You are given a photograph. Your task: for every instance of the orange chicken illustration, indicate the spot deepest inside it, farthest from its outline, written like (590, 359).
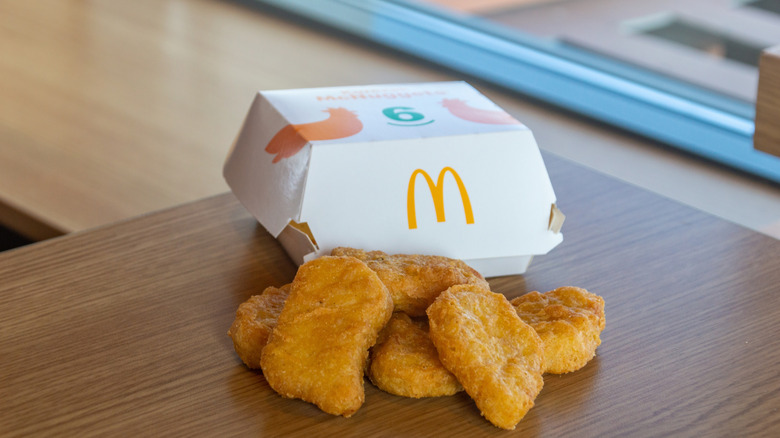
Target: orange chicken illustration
(460, 109)
(340, 123)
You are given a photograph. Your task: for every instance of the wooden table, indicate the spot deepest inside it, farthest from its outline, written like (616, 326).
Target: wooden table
(112, 109)
(121, 330)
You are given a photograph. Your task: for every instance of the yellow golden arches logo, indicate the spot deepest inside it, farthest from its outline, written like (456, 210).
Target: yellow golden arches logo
(437, 193)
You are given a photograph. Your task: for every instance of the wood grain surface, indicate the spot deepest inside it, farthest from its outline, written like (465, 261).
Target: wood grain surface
(112, 109)
(767, 136)
(121, 330)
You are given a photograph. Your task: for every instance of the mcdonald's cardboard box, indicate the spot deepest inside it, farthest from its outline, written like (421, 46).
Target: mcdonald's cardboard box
(430, 168)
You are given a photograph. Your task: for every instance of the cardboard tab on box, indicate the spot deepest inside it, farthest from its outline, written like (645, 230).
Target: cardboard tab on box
(430, 168)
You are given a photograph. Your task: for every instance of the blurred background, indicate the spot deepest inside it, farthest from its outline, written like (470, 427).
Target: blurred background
(112, 109)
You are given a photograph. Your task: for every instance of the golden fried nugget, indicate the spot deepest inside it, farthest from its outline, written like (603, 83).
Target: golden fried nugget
(319, 348)
(569, 320)
(404, 361)
(255, 319)
(497, 357)
(415, 281)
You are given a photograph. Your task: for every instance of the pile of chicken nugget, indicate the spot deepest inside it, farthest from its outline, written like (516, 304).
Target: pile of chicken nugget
(417, 326)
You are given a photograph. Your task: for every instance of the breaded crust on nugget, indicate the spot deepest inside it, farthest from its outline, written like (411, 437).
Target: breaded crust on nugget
(415, 281)
(569, 320)
(255, 319)
(497, 357)
(404, 361)
(319, 348)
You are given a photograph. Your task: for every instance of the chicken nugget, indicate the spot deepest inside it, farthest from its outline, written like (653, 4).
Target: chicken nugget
(255, 319)
(414, 281)
(569, 320)
(404, 361)
(497, 357)
(319, 348)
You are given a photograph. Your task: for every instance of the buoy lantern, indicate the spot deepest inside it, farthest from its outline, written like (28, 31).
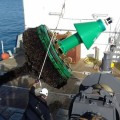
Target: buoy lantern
(5, 56)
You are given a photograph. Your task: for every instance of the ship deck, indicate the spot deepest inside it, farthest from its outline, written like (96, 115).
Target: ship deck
(14, 94)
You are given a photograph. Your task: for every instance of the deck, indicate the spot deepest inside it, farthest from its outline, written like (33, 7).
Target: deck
(14, 95)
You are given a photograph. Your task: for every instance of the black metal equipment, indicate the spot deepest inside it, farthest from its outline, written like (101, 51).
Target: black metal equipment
(99, 96)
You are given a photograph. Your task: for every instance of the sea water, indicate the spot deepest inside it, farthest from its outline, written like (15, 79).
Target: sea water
(11, 22)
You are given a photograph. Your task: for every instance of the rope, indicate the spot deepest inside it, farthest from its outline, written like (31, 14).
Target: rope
(50, 43)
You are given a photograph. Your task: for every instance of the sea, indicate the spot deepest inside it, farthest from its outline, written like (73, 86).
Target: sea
(11, 23)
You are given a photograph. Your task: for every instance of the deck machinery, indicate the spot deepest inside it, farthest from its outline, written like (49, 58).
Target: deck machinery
(98, 97)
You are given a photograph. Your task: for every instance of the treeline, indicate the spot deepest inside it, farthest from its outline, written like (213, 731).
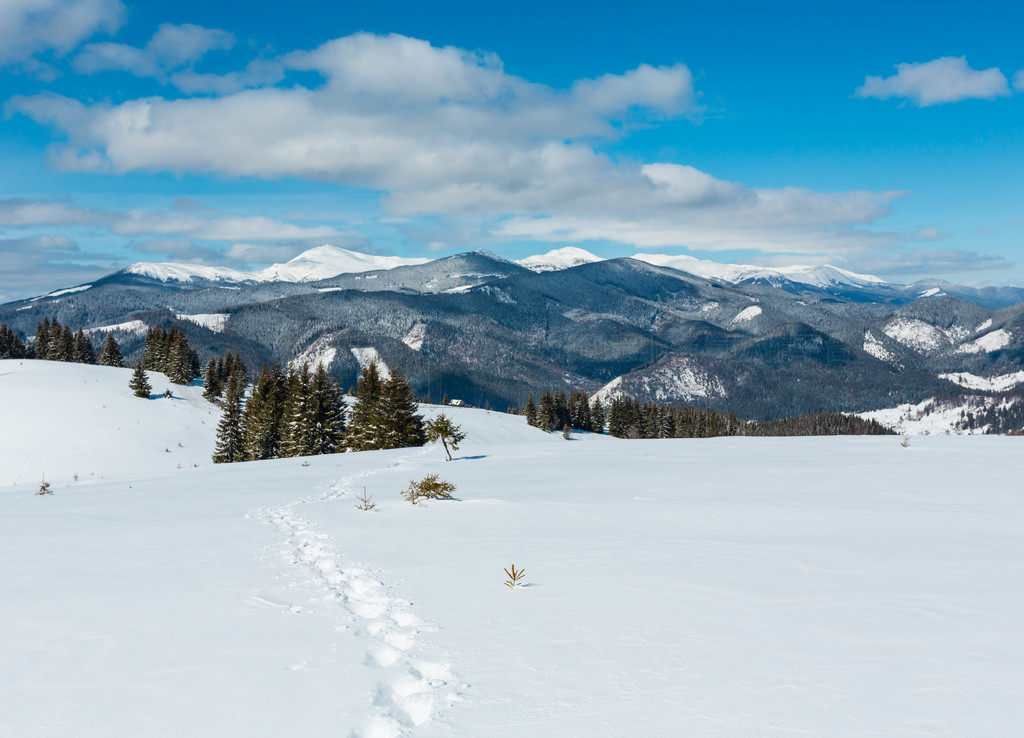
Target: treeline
(170, 353)
(628, 419)
(558, 411)
(56, 342)
(303, 413)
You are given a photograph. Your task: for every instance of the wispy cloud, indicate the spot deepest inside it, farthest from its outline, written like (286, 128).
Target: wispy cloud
(201, 224)
(947, 79)
(441, 131)
(36, 264)
(30, 29)
(171, 48)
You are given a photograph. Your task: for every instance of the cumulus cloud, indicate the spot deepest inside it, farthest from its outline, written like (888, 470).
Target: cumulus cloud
(171, 48)
(947, 79)
(32, 28)
(441, 131)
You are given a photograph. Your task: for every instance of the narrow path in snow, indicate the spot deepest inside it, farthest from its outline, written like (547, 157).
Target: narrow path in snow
(411, 690)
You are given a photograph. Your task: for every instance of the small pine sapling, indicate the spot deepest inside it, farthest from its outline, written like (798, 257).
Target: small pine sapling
(366, 503)
(430, 487)
(515, 577)
(442, 429)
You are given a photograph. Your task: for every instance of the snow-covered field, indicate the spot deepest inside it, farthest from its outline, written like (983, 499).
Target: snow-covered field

### [SET EXERCISE]
Output nothing but the lines from the line with "like (213, 731)." through the last line of the material above, please, word for word and without the pictures.

### [RESULT FOR THIS EXERCISE]
You are given a photograph. Your task: for every instance of the treeline, indicate the spot deepest inside it, farthest from its outline, written like (213, 731).
Target: treeline
(170, 353)
(628, 419)
(558, 411)
(56, 342)
(303, 413)
You are given a photograph. Your task: for every instance of the wispy cloud, indicate the spot deepest inside it, farthest from its outline, written like (286, 128).
Target: wispy cloud
(201, 224)
(947, 79)
(441, 131)
(36, 264)
(30, 29)
(171, 48)
You are given a photograph. Your task: for every instance of the cumulus cloud, indicate the spot deepest inside it, farthest from its outline, written like (888, 470).
Target: cumulus cloud
(171, 48)
(947, 79)
(32, 28)
(441, 131)
You are given a photograph. Your task: for every instance of the narrow path in snow, indicate the spot deepest inside it, farthest from its outline, written like (547, 157).
Target: narrow path in snow
(411, 690)
You are given a photograph. Your task: for every instance of the small pine sapling, indicate the spot deepest inside it, farthest from its outline, written like (798, 257).
Target: small pine sapling
(366, 503)
(430, 487)
(515, 577)
(442, 429)
You are given a photograph. Your task: for every instance of the snow-covered field, indicate the spot deepest inside it, farthest from its outline, written like (983, 499).
Target: snow-covered field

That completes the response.